Exercise details:
Please write out exactly, and only, the lines from the first in the material below to the line containing "Target: rippled water surface", both included.

Exercise data START

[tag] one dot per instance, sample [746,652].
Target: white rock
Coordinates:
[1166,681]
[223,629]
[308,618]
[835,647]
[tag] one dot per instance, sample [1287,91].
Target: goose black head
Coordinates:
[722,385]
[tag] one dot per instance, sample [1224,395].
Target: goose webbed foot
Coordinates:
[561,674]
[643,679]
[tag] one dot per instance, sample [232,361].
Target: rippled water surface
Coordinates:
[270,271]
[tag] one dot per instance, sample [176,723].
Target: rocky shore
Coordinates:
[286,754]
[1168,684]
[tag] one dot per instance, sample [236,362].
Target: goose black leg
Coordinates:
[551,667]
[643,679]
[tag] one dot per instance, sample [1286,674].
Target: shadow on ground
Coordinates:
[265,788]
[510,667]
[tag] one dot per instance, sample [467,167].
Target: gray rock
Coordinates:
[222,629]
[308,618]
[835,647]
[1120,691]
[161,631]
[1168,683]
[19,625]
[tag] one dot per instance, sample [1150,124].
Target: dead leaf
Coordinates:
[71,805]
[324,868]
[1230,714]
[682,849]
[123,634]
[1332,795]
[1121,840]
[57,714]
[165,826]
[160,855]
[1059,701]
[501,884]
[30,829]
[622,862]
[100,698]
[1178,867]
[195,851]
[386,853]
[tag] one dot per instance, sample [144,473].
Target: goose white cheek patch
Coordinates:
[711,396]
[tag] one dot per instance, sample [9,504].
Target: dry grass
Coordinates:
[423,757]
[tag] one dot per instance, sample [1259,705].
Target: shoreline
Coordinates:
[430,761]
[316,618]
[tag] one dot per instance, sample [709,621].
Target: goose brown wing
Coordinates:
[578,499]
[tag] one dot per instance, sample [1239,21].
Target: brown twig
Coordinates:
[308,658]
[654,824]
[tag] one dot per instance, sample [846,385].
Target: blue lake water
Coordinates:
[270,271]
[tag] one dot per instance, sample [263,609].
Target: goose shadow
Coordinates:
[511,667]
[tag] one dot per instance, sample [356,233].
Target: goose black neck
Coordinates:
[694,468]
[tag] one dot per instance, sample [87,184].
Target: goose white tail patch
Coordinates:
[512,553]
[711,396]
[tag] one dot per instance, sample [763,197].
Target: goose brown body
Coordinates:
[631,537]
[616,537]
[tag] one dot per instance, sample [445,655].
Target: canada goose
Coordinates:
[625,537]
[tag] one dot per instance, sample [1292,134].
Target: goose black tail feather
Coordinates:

Exercise data END

Response area:
[tag] one dot per instance, sample [746,652].
Target: white rock
Coordinates:
[1166,681]
[223,629]
[308,618]
[835,647]
[tag] one dot per instance, sample [1287,91].
Target: goose black head
Coordinates:
[722,385]
[tag] one dot per instance, sample [1224,395].
Target: goose webbed foot
Coordinates:
[561,674]
[643,679]
[tag] one dot per instance, sample [232,361].
Target: rippled water surface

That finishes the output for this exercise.